◆ **GIVEN PROBLEM**: Retype every line of the records below without any alteration, omitting the pictures from your answer.
╭─ RECORD EXCERPTS
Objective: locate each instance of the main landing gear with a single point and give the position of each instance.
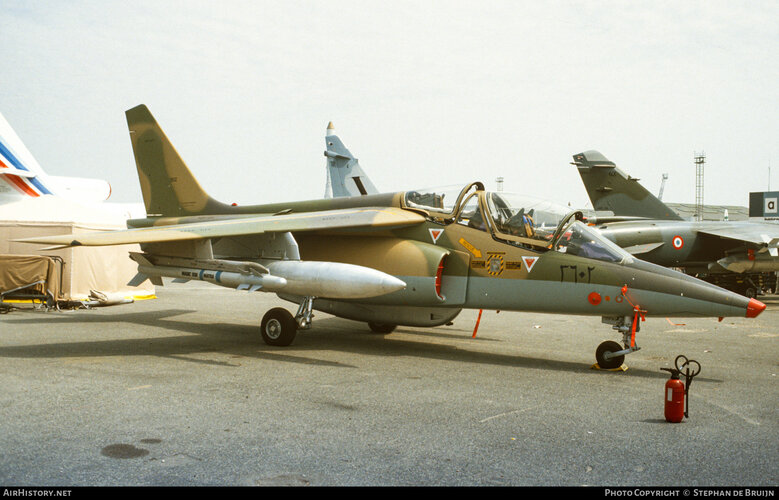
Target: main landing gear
(610, 354)
(279, 327)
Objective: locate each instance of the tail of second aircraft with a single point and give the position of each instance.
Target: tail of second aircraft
(612, 190)
(169, 189)
(22, 177)
(344, 175)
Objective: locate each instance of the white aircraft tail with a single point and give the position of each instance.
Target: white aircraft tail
(21, 175)
(345, 177)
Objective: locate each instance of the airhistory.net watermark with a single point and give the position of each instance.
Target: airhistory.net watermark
(690, 492)
(36, 492)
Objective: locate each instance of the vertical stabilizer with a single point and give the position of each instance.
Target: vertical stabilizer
(169, 188)
(345, 176)
(612, 190)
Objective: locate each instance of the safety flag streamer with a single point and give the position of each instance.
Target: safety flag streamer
(637, 313)
(477, 324)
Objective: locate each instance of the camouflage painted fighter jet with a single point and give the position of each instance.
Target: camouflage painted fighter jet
(652, 231)
(414, 258)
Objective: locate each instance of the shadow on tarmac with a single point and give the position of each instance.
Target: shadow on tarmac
(244, 340)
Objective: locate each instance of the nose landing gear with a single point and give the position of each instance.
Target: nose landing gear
(610, 355)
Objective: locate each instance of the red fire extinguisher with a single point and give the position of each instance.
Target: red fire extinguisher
(676, 391)
(674, 397)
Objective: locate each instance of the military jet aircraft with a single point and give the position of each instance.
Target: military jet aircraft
(414, 258)
(732, 254)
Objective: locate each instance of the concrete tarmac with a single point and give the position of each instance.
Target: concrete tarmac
(181, 390)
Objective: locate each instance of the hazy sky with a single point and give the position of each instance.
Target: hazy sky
(423, 93)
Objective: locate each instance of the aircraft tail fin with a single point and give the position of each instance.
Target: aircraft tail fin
(169, 188)
(344, 174)
(612, 190)
(18, 168)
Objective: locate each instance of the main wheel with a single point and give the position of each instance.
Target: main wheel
(381, 327)
(278, 327)
(608, 347)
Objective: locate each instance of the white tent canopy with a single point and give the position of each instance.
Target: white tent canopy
(106, 270)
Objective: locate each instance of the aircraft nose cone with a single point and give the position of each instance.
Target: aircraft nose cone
(754, 308)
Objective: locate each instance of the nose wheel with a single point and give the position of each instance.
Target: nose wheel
(278, 327)
(606, 355)
(610, 354)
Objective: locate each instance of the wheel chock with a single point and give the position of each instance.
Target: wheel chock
(622, 368)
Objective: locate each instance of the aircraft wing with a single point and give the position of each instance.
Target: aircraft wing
(294, 222)
(759, 235)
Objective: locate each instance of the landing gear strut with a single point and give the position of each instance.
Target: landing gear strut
(610, 354)
(279, 327)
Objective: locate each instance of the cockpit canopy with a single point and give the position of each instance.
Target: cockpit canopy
(518, 220)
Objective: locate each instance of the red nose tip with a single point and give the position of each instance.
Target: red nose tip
(754, 308)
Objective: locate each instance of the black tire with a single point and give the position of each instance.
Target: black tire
(606, 347)
(381, 327)
(278, 327)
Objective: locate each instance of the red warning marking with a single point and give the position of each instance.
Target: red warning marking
(529, 262)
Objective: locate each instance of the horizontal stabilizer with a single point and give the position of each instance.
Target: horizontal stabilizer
(611, 189)
(645, 248)
(309, 221)
(17, 172)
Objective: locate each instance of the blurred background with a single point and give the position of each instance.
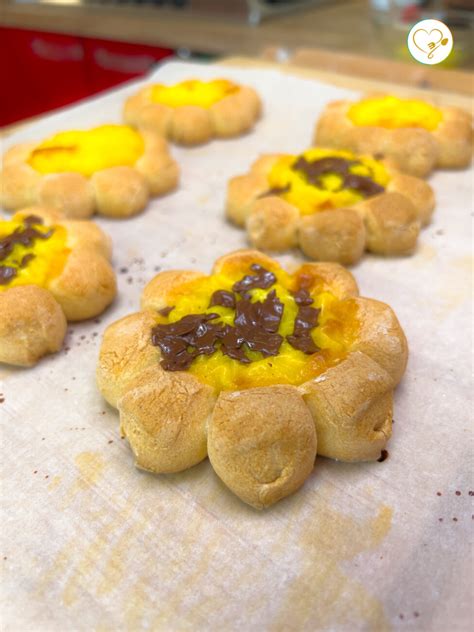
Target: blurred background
(56, 52)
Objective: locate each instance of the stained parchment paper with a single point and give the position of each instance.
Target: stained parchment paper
╰─
◆ **TASK ANSWER**:
Objective: locate each instance of the main landing gear with a single point and give the position of each instance.
Target: main landing gear
(610, 354)
(279, 327)
Objective: locate each instance of the tail of second aircraft with a single point and give the position of each instance.
Target: tail of second aircraft
(612, 190)
(169, 189)
(22, 177)
(344, 175)
Objective: locate each instance of the white aircraft tail with a single point and give the position of each instance.
Target: white aircraft tail
(21, 175)
(345, 177)
Objective: locate each instance of the airhistory.net watermark with a single point and give the position of each instance.
Target: airhistory.net watermark
(690, 492)
(36, 492)
Objective: locate each instance of the vertical stabilizer with a single point and give the position of each instance.
Target: vertical stabilizer
(169, 188)
(345, 176)
(612, 190)
Objective: locate each instance of the safety flag streamer with a single point and give the position of each instance.
Target: safety flag streamer
(637, 313)
(477, 324)
Objective: locate each instance of the camouflage painted fighter jet with a single point and give the position of each instance.
Target: camouflage painted fighter jet
(652, 231)
(414, 258)
Objective: locate each instance of the shadow on tarmac with a single point and give the position of each instance.
Target: shadow on tarmac
(244, 340)
Objective: locate each instance of the nose landing gear with a single point and give the position of each instance.
Target: nose landing gear
(610, 355)
Objective: locate each instance of the red fire extinguisher with a single point and give the position of each instance.
Target: red fire extinguisher
(676, 391)
(674, 397)
Objective: locate each instance of the military jet aircraft with a single point and give the position of each instance.
Target: military jet aircraft
(414, 258)
(732, 254)
Objective: locate each instance of the concrete tarmac with a single point and give the position of each instance.
Target: concrete tarmac
(181, 390)
Objective: locate each instance of the hazy sky with a single point and give the position of each instance.
Target: hazy sky
(423, 93)
Objective: locate each instance of the aircraft tail fin with a single point and give the position of each instance.
Target: aircraft tail fin
(169, 188)
(344, 174)
(612, 190)
(18, 168)
Objective: locate each instance of the main wheel with a single point and give the position of each instance.
Target: main wheel
(381, 327)
(278, 327)
(608, 347)
Objective: locate each instance of the white tent canopy with a single point and give the position of each instance.
Target: white tent canopy
(106, 270)
Objective: locate each instance of the aircraft nose cone with a single point and give the position of each instance.
Target: aircraft nose cone
(754, 308)
Objective: locate each instance of the nose wheel with a single point and give the position of each instance.
Target: nose wheel
(278, 327)
(606, 355)
(610, 354)
Objective: locate each instance of the wheel chock with a single point and give the position of each instance.
Target: wheel chock
(622, 368)
Objective: locate each instance of the aircraft wing with a single point and give the position of each instance.
Target: aircraft wing
(294, 222)
(759, 235)
Objective: locate each instance of the landing gear strut with a single point and give the position of each instance.
Target: landing gear strut
(610, 354)
(279, 327)
Objective: locate each instance of the cockpit canopy with a single point and give the position of each instance.
Target: cockpit canopy
(518, 220)
Objective: locate each instance of the red nose tip with a single point and give the position of each instance.
Target: red nose tip
(754, 308)
Objective: locate each instance of the black tire with a single point and give the position of each instance.
Target: black tire
(606, 347)
(381, 327)
(278, 327)
Objective: locate each instance of the red warning marking with a single point and give the position of each instance.
Target: red warning marking
(529, 262)
Objective: locate each instance of the horizontal stabilizer with a single point and give the position of each instance.
Target: horizontal stabilizer
(611, 189)
(645, 248)
(309, 221)
(17, 172)
Objective: locate each instance of the blurred background with a single point and give the position of each instance.
Target: blurred background
(56, 52)
Objective: locate each instance of the stained parchment paper with a single point and give the position of each instance.
Target: stained parchment paper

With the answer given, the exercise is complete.